* **DO THIS**:
Gather every line of the records that contains the string "windshield". Letter case matters.

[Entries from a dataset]
________

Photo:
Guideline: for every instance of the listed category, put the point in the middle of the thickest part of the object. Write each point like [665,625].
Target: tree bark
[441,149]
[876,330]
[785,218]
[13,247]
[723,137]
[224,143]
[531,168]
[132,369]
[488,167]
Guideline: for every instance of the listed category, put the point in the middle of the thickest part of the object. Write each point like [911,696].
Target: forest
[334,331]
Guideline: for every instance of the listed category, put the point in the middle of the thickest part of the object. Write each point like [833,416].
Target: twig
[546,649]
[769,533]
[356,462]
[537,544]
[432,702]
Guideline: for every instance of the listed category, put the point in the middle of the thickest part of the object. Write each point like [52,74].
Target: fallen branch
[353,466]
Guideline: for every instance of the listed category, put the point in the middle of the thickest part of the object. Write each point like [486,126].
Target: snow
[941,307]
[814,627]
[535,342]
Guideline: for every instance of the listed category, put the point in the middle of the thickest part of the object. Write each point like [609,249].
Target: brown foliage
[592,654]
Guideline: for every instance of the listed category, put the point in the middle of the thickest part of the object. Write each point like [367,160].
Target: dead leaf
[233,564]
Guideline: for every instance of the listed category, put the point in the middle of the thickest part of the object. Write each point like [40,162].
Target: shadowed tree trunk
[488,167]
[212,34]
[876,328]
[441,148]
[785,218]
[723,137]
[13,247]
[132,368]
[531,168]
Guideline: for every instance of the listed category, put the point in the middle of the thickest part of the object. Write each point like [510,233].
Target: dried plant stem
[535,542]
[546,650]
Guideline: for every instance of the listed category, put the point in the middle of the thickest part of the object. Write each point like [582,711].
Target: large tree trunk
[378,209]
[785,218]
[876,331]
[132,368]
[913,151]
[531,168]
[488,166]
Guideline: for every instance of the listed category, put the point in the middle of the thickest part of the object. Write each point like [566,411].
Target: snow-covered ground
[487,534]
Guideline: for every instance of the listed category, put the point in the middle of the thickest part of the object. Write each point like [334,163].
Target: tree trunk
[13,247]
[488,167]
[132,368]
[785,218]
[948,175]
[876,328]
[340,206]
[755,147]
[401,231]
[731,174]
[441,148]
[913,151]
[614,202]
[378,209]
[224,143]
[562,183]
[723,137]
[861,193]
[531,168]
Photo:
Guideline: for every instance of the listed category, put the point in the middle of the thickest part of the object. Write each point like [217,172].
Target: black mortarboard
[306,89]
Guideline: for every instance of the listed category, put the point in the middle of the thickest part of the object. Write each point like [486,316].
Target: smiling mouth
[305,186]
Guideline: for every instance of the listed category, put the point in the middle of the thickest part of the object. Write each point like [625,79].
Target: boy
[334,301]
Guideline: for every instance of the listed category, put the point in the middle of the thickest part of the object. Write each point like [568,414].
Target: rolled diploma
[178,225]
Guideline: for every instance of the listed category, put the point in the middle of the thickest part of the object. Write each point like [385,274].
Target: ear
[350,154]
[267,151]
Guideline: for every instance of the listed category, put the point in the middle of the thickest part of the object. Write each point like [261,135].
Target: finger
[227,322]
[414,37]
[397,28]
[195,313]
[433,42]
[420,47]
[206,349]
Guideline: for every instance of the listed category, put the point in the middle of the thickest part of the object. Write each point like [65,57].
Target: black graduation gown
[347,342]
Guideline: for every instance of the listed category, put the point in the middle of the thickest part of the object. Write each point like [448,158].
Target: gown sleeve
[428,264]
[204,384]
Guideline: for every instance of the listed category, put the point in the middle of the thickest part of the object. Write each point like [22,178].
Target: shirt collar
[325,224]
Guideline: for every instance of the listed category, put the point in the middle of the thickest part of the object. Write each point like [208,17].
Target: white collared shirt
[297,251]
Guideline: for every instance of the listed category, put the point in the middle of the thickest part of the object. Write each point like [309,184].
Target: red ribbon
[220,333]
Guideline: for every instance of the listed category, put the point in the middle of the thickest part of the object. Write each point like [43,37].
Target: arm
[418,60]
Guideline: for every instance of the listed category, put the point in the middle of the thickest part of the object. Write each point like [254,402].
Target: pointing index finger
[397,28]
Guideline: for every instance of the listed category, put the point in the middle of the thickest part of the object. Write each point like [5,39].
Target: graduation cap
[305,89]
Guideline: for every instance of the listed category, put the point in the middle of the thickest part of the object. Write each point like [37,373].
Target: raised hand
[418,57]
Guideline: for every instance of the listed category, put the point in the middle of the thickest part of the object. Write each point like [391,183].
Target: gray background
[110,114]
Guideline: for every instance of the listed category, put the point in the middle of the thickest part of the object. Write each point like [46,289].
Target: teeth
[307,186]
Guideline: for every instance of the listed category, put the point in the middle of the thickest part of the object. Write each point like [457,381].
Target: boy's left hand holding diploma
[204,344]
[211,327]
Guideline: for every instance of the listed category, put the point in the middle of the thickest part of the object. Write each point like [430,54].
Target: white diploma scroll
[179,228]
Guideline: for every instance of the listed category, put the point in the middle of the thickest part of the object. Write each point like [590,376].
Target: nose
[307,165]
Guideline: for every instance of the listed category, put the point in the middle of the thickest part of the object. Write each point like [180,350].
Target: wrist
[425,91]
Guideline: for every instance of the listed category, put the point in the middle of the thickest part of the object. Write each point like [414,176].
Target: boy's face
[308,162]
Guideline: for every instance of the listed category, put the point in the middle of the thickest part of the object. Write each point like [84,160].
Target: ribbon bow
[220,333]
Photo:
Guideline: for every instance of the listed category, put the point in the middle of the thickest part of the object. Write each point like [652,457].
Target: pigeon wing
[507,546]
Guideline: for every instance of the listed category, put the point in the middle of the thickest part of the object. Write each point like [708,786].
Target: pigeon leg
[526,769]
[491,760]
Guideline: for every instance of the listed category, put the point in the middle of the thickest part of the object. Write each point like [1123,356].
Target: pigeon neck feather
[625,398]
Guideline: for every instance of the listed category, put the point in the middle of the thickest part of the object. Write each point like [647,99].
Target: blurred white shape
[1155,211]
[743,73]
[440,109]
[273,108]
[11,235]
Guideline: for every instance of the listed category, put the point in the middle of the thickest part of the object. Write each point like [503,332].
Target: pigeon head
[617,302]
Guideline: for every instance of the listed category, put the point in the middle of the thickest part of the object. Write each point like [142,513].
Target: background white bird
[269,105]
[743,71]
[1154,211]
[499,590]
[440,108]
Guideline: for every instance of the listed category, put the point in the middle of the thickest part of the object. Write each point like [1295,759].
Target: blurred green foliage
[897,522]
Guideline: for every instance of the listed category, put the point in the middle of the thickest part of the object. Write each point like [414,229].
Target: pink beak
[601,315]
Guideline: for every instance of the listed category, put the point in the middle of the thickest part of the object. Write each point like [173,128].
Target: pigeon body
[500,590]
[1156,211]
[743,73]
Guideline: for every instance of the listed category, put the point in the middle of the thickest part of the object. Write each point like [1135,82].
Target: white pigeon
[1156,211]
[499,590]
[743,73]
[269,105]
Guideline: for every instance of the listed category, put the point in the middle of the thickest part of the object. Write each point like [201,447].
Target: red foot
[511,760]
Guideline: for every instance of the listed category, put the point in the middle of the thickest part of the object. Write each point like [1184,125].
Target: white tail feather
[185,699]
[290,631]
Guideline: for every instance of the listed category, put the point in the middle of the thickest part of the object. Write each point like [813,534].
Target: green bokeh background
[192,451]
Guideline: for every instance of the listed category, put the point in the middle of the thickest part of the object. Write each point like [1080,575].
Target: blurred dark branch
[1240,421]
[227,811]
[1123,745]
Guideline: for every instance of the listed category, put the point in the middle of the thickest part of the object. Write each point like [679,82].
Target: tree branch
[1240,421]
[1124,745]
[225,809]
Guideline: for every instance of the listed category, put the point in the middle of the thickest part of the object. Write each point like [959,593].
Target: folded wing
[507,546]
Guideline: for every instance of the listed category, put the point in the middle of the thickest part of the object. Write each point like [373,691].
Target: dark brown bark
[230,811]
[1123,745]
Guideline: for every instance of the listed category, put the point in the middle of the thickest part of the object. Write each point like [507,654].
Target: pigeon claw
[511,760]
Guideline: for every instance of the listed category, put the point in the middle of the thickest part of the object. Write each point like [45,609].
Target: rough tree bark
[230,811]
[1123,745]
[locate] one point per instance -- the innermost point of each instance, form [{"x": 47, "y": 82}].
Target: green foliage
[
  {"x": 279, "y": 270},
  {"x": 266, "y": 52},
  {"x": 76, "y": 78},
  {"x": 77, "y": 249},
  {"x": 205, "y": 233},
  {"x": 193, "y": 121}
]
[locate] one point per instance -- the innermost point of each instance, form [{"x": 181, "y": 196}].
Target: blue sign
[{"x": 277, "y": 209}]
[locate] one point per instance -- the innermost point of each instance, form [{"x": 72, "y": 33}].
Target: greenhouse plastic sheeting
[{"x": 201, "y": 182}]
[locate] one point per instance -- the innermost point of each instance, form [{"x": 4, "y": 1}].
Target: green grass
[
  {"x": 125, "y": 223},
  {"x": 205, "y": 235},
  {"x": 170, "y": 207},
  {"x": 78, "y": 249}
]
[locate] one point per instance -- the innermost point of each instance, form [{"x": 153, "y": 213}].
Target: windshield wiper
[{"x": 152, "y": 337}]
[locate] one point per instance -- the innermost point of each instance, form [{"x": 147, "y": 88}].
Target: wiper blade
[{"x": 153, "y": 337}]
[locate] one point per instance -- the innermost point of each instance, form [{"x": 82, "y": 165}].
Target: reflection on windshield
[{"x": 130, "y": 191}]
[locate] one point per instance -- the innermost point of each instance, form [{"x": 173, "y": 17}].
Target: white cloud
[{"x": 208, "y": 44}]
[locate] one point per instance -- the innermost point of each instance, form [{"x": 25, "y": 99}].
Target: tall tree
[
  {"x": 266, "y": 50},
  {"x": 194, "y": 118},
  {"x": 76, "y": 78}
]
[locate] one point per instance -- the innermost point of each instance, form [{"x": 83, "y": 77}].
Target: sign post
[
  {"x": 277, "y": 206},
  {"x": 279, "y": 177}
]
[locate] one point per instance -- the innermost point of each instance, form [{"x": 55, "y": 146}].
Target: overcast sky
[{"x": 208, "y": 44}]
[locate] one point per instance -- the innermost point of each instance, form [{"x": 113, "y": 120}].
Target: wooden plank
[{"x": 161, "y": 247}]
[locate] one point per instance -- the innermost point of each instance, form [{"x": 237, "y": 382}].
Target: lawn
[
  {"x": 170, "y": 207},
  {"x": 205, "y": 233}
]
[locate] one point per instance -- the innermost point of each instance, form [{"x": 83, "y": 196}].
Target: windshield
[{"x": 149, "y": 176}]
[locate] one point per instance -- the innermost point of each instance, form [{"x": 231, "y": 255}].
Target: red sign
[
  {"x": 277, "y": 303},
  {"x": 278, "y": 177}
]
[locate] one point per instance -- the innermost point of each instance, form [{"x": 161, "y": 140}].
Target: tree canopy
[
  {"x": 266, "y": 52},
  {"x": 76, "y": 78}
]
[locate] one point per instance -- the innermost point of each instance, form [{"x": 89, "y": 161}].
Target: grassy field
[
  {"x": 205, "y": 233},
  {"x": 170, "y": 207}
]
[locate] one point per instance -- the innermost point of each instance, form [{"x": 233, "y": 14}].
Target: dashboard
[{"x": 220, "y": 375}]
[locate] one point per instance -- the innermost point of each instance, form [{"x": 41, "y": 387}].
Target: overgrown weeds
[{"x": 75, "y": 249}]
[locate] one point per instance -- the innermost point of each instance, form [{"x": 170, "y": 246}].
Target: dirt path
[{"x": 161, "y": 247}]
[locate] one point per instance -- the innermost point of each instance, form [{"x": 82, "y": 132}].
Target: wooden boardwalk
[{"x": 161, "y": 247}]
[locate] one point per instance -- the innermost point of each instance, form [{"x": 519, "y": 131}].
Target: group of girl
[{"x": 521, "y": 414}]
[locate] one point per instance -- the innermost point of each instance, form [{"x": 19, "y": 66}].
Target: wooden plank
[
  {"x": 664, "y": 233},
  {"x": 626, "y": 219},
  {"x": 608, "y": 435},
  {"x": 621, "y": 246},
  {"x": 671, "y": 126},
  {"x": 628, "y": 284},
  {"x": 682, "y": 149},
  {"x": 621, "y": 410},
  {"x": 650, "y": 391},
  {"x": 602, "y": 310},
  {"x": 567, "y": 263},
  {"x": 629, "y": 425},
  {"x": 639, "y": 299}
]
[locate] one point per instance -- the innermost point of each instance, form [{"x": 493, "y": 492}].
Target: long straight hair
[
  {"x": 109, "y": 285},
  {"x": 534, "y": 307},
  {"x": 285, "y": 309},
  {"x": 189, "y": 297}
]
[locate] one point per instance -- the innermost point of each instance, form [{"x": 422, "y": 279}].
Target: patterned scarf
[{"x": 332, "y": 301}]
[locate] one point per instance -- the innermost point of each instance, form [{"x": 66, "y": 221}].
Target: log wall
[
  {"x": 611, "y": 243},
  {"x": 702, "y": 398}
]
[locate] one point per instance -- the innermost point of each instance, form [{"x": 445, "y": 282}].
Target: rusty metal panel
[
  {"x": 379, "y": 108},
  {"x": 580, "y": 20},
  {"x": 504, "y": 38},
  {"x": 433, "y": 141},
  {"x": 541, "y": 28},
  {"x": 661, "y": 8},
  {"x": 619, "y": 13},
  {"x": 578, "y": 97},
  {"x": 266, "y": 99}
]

________

* **RESPONSE**:
Target: windshield wiper
Target: reflection on windshield
Target: windshield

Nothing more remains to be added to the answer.